_Data shown_.
........
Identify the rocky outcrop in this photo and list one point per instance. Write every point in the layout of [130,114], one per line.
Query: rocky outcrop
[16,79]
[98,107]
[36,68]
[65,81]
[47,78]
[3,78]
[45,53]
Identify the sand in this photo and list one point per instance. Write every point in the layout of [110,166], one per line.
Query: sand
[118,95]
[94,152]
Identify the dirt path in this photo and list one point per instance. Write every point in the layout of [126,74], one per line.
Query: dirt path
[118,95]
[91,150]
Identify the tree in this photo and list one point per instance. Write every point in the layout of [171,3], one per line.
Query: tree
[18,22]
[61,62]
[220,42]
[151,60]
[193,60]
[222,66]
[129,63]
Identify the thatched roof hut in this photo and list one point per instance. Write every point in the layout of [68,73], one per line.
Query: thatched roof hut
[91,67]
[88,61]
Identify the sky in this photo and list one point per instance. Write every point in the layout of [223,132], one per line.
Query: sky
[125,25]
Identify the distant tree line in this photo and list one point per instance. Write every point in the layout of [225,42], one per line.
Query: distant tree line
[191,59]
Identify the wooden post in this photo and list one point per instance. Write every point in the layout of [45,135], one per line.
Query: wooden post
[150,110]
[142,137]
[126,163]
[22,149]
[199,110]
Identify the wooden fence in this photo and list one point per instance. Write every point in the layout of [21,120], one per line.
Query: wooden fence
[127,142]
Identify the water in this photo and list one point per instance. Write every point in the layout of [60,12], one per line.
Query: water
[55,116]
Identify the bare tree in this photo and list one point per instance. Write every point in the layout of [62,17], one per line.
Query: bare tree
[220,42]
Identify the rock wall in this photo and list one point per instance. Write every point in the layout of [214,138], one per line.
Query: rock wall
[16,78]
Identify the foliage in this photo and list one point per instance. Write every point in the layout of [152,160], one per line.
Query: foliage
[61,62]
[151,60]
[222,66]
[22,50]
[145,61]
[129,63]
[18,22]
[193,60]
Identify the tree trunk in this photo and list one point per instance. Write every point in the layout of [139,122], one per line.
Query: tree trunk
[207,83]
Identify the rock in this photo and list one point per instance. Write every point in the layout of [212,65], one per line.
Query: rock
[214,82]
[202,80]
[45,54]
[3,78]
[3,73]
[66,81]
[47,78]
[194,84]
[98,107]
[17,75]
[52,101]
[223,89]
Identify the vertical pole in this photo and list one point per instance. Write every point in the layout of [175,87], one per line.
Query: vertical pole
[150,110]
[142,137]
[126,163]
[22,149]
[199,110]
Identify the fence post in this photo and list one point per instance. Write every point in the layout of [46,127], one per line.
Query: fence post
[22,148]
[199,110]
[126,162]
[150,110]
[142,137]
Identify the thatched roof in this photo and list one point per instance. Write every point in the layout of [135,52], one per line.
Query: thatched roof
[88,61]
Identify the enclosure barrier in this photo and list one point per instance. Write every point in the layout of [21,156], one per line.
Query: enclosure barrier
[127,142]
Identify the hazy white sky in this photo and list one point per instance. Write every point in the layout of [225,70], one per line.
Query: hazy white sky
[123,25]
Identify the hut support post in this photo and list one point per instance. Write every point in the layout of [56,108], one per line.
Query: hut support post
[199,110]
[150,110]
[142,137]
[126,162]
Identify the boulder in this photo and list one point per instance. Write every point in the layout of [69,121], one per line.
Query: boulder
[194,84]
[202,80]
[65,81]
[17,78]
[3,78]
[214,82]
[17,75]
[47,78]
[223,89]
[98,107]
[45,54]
........
Reproduce the material above, every line of it, exactly.

_Solved problem_.
Identify the rocky outcrop in this photo and list one point per instance. Write every point in the layout of [130,114], one per line.
Query: rocky outcrop
[16,79]
[98,107]
[36,68]
[65,81]
[47,78]
[3,78]
[45,53]
Identify the sand in this photo and list one point per instance. Write every point in the layout of [110,166], one per line.
Query: sand
[118,95]
[94,152]
Identify the dirt path in this photo and list one point per instance. Write every point in the layout of [126,74], one per line.
Query: dirt path
[118,95]
[91,150]
Identify the tree in this photo and list one point per instance. Write every point in the layout of [171,3], one per line.
Query: tree
[18,22]
[61,62]
[220,42]
[151,60]
[193,60]
[222,66]
[129,63]
Identify the thatched roof hut in this photo and list one point per instance. Write every point in the layout of [68,73], one per line.
Query: thatched roof hut
[91,67]
[88,61]
Identify the sky in this photo and list one point per instance. Write every point in the layout of [223,132], one per line.
Query: sky
[125,25]
Identify the distant tree line in this photo and list one point per instance. Write every point in the layout of [225,42], one per line.
Query: distant tree line
[191,59]
Identify the wooden post in this photo and list one point per instance. Write every point in the layout of [45,135], one per line.
Query: wooden post
[150,110]
[142,137]
[126,163]
[22,149]
[199,110]
Identify the wooden fence in this photo and list one point per instance. Write every point in the layout of [21,120], one per line.
Query: wooden fence
[127,142]
Identify the water in this photo and list one point per instance. Write every point in the layout of [60,12], one per line.
Query: water
[55,116]
Identify the bare tree in this photo and list one point per instance. Write every point in the layout of [62,17], one per line.
Query: bare tree
[220,42]
Identify the rock wall in this photo and list one point per instance. Write every point in the layout of [214,138], one per line.
Query: rock wall
[16,78]
Identify the foliage in this photo and list one point per instance. Write every point in the layout of [152,160], one per line.
Query: foliage
[61,62]
[151,60]
[222,66]
[22,50]
[145,61]
[129,63]
[18,22]
[193,60]
Identify the tree trunk in this photo and list one point per instance. Write every point in the layout of [139,122], one per line.
Query: tree trunk
[207,83]
Identify the rock in this photo and list one point per instance. Write every point in the layout of [212,65], one per line.
Query: rock
[214,82]
[202,80]
[45,54]
[3,78]
[3,73]
[66,81]
[47,78]
[194,84]
[98,107]
[17,75]
[52,101]
[223,89]
Identify the vertical pole in this photo and list one point per instance. Write every point in the layout of [175,87], one per line.
Query: vertical pole
[150,110]
[142,137]
[126,163]
[22,149]
[199,110]
Identify the fence post in this photo and list one point per instance. Write every point in the layout of [46,127], one per line.
Query: fence post
[22,148]
[199,110]
[126,162]
[150,110]
[142,137]
Identify the thatched roof in this photo and list one point per instance. Write every point in the layout of [135,52], one per line.
Query: thatched roof
[88,61]
Identify the enclosure barrier in this photo and list one point per instance. Write every point in the layout of [21,156], one per line.
Query: enclosure barrier
[127,142]
Identify the hazy white sky in this photo and list one point per instance. Write every point in the layout of [225,70], one per line.
Query: hazy white sky
[123,25]
Identify the hut support post in this photo and list one point per instance. Write every point in the layout of [56,108], one per line.
Query: hut support post
[199,110]
[150,110]
[142,137]
[126,162]
Identify the boulder in this photo and list one point per instance. Write every point in the layout of [69,121], one per line.
Query: boulder
[194,84]
[202,80]
[65,81]
[17,78]
[3,78]
[214,82]
[17,75]
[47,78]
[223,89]
[98,107]
[45,54]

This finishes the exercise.